# Consigne A
Pour chacune des affirmations (i), (ii) et (iii), indiquez par oui ou par non si l'extrait sur Marcel Pagnol la confirme, en citant à l'identique les mots qui tranchent. (i) La cession des droits d'adaptation est consentie pour une durée limitée. (ii) Le contrat du 8 novembre 1932 lie la Société Les Films Marcel Pagnol et les éditions Grasset. (iii) Dans sa lettre de l'été 1944, Pagnol s'estime capable de reprendre la charpente de César avant Noël.
# Consigne B
D'après l'extrait sur Marcel Pagnol, à quelle date Jules annonce-t-il qu'il partira ?
# Consigne C
Reproduisez le passage de l'extrait sur Marcel Pagnol qui va de « Le 8 novembre » à « distribution de Marius. », ces deux bornes comprises.

# Extrait du texte
*****
Le 8 novembre 1932, Pagnol et Giono signent un contrat entre la Société Les Films Marcel Pagnol et les éditions Grasset. « Les éditions Bernard Grasset cèdent à la Société Les Films Marcel Pagnol, aux conditions ci-dessous énumérées, les droits d’adaptation cinématographiques de l’un des cinq livres suivants de Giono, et un droit d’option sur les quatre autres : Colline, Regain, Un de Baumugnes, Jean le Bleu, Le Serpent d’étoiles. » La cession est consentie pour une durée illimitée.
De longues lettres, écrites avec une calligraphie parfaite, nous montrent l’évolution de Pagnol sa vie durant. Des documents de Raimu, le grand acteur et ami de Marcel Pagnol, prennent naturellement leur place au milieu des lettres de Pagnol, dont une lettre manuscrite donnant la distribution de Marius.
Il répond à une enquête sur l’art du théâtre : « Non, mon cher Maître, je n’ai pas dit que l’art du théâtre était mort, je n’ai pas dit que MOLIÈRE, RACINE, CORNEILLE, MUSSET étaient morts pour jamais ! Permettez-moi de vous faire une longue citation de mon article des Cahiers du film, et croyez que si je me cite moi-même ce n’est point par vanité : c’est pour ma défense… J’ai écrit ceci : “Le muet est mort, le théâtre est à l’agonie. Précisons : je ne veux pas dire que l’art du muet, ni que l’art du théâtre soient morts ; aucun art ne peut mourir ; aucun bouleversement social, aucune catastrophe, même géologique, ne pourra faire qu’Œdipe-Roi ou Cyrano n’aient pas été écrits. Mais une œuvre d’art ne doit pas seulement être pensée : son créateur doit la réaliser ; il faut une tonne de marbre pour sculpter la Vénus de Milo ; il faut dix bonnes livres d’or pour une coupe de Cellini ; il faut un four et du charbon pour les émaux de Palissy ». […] Si, un jour, la réalisation du MALADE IMAGINAIRE ou d’ON NE BADINE PAS AVEC L’AMOUR atteint, en quinze mois, sa vingt-cinq millième représentation, je serai content qu’on ne me dise pas que c’est impossible : si une œuvre comme Fanny a pu obtenir ce résultat, que ne peut-on espérer d’un chef-d’œuvre ? Si j’échoue, ce sera tant pis pour moi : mais il me restera l’orgueil d’avoir perdu, pour servir le théâtre, tout l’argent qu’il m’a fait gagner. »
De nombreuses lettres à Henri Alibert sont mises au grand jour : Été 1944 : « Plus je travaille à César, plus j’en suis effrayé : il y a tout à faire et à récrire. Jules m’écrit qu’il nous quittera le 3 janvier. Si Fanny peut aller jusque-là, je crois plus sage de remettre César à 1945, puisque Jules promet de le jouer. Il serait navrant de faire ma rentrée au Théâtre par un demi-four. Je ne suis pas prêt, je le vois chaque jour devant ma table. Il faut reprendre et mettre en place toute la charpente de la pièce. Je suis incapable de le faire avant Noël. Je t’envoie quand même ce que j’ai préparé, mais ce n’est pas bon. Affectueusement à toi ; Marcel »
*****
[Données extraites d'une collection]
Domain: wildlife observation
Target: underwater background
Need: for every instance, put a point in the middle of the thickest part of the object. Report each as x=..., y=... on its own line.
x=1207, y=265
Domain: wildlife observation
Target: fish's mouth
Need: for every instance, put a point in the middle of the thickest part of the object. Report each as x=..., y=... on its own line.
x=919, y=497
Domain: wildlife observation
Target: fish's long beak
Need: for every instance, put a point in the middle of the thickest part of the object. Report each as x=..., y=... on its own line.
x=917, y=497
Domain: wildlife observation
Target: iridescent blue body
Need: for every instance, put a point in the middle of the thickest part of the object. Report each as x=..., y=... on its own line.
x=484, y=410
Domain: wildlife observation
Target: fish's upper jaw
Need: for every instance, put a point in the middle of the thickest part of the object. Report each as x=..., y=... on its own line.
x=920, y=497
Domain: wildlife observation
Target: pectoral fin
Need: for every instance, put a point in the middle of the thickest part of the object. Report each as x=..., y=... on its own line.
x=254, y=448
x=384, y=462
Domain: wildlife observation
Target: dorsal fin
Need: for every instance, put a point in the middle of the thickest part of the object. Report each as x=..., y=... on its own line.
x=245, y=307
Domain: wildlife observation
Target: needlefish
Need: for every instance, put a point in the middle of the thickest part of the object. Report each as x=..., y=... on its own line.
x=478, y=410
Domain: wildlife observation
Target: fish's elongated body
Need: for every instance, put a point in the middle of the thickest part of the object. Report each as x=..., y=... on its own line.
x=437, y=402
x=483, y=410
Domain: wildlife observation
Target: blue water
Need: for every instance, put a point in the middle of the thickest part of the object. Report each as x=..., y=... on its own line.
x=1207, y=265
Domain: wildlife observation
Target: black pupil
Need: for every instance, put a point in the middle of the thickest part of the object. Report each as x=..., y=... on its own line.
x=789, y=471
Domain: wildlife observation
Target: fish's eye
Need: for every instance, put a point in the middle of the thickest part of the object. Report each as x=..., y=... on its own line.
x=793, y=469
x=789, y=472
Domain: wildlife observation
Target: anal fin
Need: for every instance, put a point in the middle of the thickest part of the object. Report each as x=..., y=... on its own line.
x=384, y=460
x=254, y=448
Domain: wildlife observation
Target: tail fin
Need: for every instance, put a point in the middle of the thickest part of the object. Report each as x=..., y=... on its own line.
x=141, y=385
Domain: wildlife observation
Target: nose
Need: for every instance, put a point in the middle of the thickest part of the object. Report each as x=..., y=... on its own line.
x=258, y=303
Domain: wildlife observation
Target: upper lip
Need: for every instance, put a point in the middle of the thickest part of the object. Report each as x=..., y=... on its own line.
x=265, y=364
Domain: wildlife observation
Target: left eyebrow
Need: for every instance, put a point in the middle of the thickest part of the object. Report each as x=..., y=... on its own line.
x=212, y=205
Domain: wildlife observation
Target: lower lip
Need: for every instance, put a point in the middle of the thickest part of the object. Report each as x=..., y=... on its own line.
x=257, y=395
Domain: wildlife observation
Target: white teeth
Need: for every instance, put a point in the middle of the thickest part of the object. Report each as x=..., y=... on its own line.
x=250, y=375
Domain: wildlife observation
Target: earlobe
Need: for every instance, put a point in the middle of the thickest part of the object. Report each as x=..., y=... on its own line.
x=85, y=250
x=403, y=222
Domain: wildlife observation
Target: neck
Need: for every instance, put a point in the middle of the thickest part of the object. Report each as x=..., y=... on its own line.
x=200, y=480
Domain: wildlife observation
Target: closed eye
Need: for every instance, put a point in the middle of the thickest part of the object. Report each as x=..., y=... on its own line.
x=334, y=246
*****
# Réponse A
(i) Non : « La cession est consentie pour une durée illimitée. »
(ii) Oui : « Le 8 novembre 1932, Pagnol et Giono signent un contrat entre la Société Les Films Marcel Pagnol et les éditions Grasset. »
(iii) Non : « Je suis incapable de le faire avant Noël. »

# Réponse B
Le 3 janvier.

# Réponse C
Le 8 novembre 1932, Pagnol et Giono signent un contrat entre la Société Les Films Marcel Pagnol et les éditions Grasset. « Les éditions Bernard Grasset cèdent à la Société Les Films Marcel Pagnol, aux conditions ci-dessous énumérées, les droits d’adaptation cinématographiques de l’un des cinq livres suivants de Giono, et un droit d’option sur les quatre autres : Colline, Regain, Un de Baumugnes, Jean le Bleu, Le Serpent d’étoiles. » La cession est consentie pour une durée illimitée.
De longues lettres, écrites avec une calligraphie parfaite, nous montrent l’évolution de Pagnol sa vie durant. Des documents de Raimu, le grand acteur et ami de Marcel Pagnol, prennent naturellement leur place au milieu des lettres de Pagnol, dont une lettre manuscrite donnant la distribution de Marius.